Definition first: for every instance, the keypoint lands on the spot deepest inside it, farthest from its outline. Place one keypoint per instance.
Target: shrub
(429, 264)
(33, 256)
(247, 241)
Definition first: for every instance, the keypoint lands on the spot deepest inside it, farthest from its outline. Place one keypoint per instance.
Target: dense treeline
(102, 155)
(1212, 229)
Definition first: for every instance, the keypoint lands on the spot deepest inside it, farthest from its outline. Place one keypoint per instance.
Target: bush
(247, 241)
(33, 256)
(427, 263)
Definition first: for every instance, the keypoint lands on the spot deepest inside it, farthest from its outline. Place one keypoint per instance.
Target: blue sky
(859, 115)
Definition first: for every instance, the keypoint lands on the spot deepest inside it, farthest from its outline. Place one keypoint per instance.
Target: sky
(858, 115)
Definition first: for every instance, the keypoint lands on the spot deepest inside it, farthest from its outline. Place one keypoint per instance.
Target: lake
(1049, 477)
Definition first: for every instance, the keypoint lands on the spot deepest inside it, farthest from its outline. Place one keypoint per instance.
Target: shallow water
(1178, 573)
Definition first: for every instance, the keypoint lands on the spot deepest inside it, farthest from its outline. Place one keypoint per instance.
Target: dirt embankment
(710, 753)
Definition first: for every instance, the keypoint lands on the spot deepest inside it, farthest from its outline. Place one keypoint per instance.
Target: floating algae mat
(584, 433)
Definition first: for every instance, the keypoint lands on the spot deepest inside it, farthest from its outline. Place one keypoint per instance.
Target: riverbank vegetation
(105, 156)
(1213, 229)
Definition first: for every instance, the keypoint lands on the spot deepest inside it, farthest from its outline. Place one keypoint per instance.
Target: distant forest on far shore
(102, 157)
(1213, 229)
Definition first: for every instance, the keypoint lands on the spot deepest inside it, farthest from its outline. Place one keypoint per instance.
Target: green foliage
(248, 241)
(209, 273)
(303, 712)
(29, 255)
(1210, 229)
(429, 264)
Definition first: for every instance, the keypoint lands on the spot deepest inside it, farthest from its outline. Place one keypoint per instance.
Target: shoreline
-------------------------
Recast every line of the records above as a numbered list, omitting any blank lines.

• _Response for this exercise_
1. Definition first: for every instance, the keypoint lands on the spot deepest inside it, farthest from its outline. Place one keypoint per instance.
2. Target: shrub
3. (429, 264)
4. (33, 256)
5. (247, 241)
6. Definition first: for every instance, the keypoint lands on the spot deepest inside it, farthest from its outline. Place one keypoint per instance.
7. Target: dense treeline
8. (102, 155)
9. (1212, 229)
10. Definition first: for every instance, the keypoint lands on the spot deepest inside it, farthest from its outline. Place one keypoint per instance.
11. Target: bush
12. (247, 241)
13. (33, 256)
14. (427, 263)
15. Definition first: for every instance, the keypoint lands on the spot deepest inside it, farthest from its outline. Place one keypoint per instance.
16. Target: blue sky
17. (859, 115)
18. Definition first: for every instance, the keypoint lands on the spot deepest inside it, farthest from its outline. Place one keypoint per instance.
19. Target: sky
20. (858, 115)
21. Definition first: for every instance, the keypoint lands on the spot deepest inside it, farthest from its outline. Place one keypoint per instance.
22. Target: lake
23. (1049, 477)
24. Definition first: for every instance, the keypoint lands on the spot deepest inside it, farthest from its outline. Place one keypoint per instance.
25. Target: shallow water
26. (1178, 573)
27. Definition first: for every instance, the keypoint lands on the spot deepest inside it, farthest from its outline. Place one keypoint per instance.
28. Target: dirt embankment
29. (710, 753)
30. Definition first: for every instance, the keypoint lands on the spot deepest inside it, farthest from its outline. Place one keypoint per instance.
31. Target: floating algae mat
32. (584, 433)
33. Definition first: for every instance, the keypoint lands on the spot deepest inside it, farthest from its outline. Place one keypoint per instance.
34. Target: riverbank vegetation
35. (105, 156)
36. (1213, 229)
37. Definition first: for every instance, the keypoint lands on the spot deepest inside it, farthest from its outline. Place one keypoint per instance.
38. Target: distant forest on far shore
39. (102, 157)
40. (1213, 229)
41. Definition first: for every instance, the keypoint lands on the spot deepest inside it, farthest from its outline. Place one keypoint per instance.
42. Target: green foliage
43. (248, 241)
44. (209, 273)
45. (303, 712)
46. (29, 255)
47. (1210, 229)
48. (429, 264)
49. Definition first: for every instance, the keypoint lands on the spot deepest inside it, farthest from its outline. Place one keypoint per instance.
50. Target: shoreline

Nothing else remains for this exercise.